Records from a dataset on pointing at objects
□ □ □ □
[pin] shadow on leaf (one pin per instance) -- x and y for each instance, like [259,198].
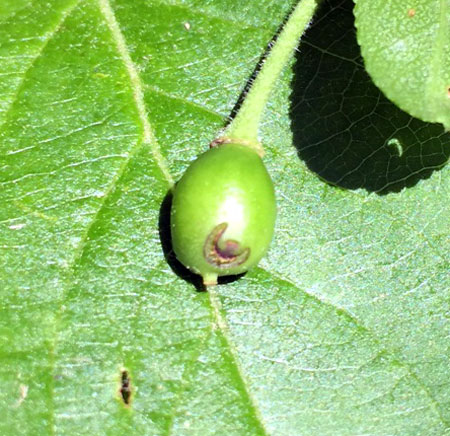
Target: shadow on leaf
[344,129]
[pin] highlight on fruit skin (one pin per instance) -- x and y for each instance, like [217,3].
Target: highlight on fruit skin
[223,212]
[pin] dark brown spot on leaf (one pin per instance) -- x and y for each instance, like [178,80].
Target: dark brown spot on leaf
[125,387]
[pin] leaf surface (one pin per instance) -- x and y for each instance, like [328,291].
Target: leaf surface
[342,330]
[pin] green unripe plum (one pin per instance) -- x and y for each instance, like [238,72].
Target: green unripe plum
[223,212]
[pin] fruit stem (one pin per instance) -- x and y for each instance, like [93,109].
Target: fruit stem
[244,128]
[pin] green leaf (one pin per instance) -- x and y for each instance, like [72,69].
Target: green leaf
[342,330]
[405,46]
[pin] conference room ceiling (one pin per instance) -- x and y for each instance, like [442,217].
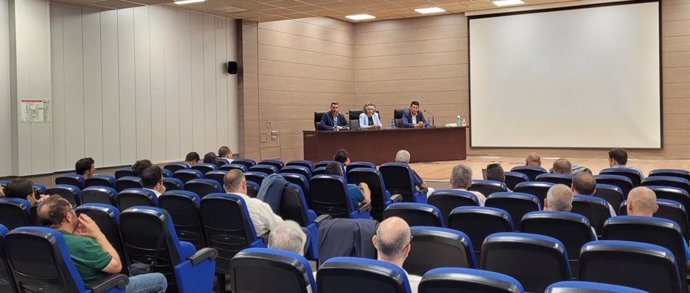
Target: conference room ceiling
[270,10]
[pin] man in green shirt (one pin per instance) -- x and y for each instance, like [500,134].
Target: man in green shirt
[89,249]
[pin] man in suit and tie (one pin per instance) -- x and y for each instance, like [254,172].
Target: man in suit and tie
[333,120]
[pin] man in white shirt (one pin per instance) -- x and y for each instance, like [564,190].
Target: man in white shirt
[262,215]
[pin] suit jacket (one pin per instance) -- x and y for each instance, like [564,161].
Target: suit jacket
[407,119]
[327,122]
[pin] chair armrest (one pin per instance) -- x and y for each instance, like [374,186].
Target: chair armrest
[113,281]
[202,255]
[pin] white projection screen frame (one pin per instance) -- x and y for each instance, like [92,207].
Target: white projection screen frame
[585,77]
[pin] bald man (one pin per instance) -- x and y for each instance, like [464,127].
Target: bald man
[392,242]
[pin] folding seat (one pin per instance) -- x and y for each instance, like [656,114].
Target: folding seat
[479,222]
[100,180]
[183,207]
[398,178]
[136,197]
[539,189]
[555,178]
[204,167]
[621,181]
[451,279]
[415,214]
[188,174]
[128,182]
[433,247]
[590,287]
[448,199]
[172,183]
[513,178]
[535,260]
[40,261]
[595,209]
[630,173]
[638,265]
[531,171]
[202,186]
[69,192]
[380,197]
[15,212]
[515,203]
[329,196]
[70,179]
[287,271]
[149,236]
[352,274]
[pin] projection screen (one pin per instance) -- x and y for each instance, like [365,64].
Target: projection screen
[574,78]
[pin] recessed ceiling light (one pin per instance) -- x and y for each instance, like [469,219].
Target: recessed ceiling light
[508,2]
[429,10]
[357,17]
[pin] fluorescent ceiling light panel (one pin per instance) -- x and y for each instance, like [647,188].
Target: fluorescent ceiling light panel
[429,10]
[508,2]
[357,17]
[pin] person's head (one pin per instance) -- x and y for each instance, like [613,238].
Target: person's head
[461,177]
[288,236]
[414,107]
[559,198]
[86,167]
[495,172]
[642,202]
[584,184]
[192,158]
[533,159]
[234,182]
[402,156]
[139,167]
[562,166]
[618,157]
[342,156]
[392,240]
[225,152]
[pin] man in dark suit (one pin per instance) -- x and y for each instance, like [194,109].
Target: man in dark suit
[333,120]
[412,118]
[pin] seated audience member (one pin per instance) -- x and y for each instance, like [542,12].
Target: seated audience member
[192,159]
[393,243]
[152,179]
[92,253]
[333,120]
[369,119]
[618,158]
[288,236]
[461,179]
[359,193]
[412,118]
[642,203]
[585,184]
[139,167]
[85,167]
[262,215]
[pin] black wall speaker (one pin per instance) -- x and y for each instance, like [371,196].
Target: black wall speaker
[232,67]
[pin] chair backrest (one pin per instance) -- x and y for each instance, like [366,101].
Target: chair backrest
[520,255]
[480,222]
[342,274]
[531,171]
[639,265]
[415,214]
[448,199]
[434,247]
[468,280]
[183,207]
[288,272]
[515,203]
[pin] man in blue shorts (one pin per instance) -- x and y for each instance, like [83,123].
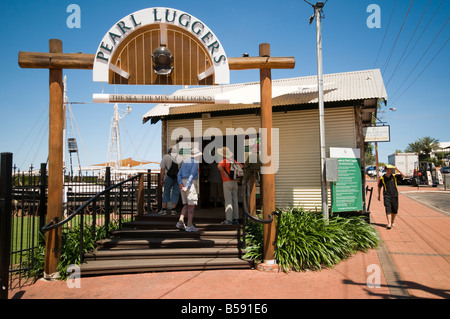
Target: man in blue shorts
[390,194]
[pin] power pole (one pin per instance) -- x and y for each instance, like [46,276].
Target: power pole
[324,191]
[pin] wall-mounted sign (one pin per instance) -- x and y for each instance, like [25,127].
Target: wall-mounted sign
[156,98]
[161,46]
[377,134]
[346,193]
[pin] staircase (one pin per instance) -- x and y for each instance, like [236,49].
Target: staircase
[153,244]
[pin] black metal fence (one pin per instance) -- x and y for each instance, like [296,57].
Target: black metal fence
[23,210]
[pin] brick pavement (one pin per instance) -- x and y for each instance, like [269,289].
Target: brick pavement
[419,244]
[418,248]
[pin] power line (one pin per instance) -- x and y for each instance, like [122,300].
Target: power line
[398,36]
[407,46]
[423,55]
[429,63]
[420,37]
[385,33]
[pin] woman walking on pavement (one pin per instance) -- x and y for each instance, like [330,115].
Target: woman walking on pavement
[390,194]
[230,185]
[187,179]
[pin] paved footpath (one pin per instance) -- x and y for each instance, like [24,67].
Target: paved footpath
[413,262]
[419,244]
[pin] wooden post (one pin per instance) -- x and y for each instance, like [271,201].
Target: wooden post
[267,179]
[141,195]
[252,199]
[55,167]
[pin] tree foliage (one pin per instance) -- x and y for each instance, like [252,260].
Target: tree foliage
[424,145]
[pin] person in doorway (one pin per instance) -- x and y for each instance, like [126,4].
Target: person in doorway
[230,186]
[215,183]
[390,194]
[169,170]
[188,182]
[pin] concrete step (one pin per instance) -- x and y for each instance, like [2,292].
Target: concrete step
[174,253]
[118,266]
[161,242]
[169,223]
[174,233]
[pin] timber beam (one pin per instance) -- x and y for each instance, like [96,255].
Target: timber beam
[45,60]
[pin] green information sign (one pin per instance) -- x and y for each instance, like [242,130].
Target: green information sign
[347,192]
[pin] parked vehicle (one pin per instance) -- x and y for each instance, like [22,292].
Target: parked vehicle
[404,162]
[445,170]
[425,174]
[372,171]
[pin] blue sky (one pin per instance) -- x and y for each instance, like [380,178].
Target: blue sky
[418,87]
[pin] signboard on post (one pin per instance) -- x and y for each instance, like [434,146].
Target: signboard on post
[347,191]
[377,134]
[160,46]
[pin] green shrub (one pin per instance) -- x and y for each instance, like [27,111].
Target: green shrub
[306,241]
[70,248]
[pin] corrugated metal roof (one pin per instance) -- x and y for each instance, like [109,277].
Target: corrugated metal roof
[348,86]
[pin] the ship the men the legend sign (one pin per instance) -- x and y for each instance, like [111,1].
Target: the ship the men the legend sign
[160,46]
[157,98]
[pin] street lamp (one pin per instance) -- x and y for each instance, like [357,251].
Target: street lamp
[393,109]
□ □ □ □
Copy out every line from the one containing "[pin] parked vehicle" through the end of the records, including both ends, and reproduce them unchanged.

[pin] parked vehicle (one pin per instance) -- x and y for each instance, like [22,292].
Target: parked vehicle
[404,162]
[445,170]
[425,174]
[372,171]
[pin] blue sky (one pin per instance) -- x and y for each instance, like [380,178].
Target: blue sky
[418,87]
[pin] signboard on post (one pin per instance) -- x and y for each instance, like [434,146].
Target: signboard on post
[347,191]
[377,134]
[160,46]
[pin] green shrub (one pin per instance) -- x and y for each instance, like [27,111].
Target: green shrub
[306,241]
[70,248]
[pin] corrugated metal roof (one pin per instance) -- x and y for each instance, like [109,277].
Target: corrugated metal roof
[348,86]
[pin] the ship the men the legend sign (one pin per instance) -- x and y for each instance, like [111,1].
Target: the ship the men the legend sign
[160,46]
[157,98]
[pin] street lamp (one pin per instance) -- x and y for each instance, like [357,251].
Target: street lamp
[393,109]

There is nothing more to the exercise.